Brief :: Copy the items below word for word, starting at the line with "Exercise. Mark the green rubber" and continuing through the line with "pixel 358 10", including both of those lines.

Point placement records
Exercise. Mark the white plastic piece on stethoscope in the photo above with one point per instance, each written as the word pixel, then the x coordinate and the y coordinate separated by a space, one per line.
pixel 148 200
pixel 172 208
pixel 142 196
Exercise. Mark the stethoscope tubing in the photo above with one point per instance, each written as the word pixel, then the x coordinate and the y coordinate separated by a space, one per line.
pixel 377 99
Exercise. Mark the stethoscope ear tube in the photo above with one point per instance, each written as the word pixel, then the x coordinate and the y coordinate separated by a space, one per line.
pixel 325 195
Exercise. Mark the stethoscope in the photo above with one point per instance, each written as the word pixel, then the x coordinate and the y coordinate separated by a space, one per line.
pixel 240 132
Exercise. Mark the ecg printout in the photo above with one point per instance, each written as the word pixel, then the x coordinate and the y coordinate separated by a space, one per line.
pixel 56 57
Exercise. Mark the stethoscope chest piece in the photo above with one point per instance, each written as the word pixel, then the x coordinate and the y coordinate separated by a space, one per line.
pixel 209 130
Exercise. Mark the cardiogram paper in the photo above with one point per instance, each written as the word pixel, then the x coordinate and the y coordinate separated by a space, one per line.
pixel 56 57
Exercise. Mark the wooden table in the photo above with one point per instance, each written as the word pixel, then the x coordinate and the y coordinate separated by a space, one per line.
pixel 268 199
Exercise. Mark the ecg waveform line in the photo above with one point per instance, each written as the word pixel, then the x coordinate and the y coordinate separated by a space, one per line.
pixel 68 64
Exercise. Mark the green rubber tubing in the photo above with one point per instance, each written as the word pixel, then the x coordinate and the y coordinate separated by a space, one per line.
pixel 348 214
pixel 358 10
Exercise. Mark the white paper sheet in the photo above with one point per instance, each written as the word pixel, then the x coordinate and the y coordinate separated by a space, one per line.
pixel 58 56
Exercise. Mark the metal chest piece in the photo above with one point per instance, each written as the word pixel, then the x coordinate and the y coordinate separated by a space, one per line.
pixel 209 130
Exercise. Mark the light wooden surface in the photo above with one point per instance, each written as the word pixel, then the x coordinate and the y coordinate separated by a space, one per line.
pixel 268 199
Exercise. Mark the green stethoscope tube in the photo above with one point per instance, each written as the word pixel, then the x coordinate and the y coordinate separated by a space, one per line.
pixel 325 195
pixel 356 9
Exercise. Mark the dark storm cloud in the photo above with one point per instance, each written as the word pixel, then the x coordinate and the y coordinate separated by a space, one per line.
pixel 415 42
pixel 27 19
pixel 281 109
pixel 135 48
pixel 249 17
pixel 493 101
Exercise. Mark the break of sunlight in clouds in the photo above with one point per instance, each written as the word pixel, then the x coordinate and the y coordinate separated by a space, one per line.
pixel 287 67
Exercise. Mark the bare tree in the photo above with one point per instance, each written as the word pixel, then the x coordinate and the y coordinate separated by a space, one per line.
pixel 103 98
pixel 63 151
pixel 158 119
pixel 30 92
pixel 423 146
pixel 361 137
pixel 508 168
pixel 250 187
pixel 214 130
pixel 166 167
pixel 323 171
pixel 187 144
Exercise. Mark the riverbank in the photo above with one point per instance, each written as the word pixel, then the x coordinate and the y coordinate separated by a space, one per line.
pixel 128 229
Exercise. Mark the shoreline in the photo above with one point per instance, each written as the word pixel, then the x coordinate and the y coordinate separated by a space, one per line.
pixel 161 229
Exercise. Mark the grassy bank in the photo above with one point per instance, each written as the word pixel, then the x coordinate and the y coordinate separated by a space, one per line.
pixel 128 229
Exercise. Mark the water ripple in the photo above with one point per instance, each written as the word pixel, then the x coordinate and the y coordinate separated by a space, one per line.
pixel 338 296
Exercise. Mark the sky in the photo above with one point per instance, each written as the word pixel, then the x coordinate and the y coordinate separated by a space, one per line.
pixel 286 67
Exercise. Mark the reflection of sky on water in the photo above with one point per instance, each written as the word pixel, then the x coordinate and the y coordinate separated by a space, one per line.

Response ::
Exercise. Mark the green rubber tubing in the photo above with one point per instance, each written as the word pixel, then the x coordinate and the y coordinate separated by a space, one per line.
pixel 348 214
pixel 358 10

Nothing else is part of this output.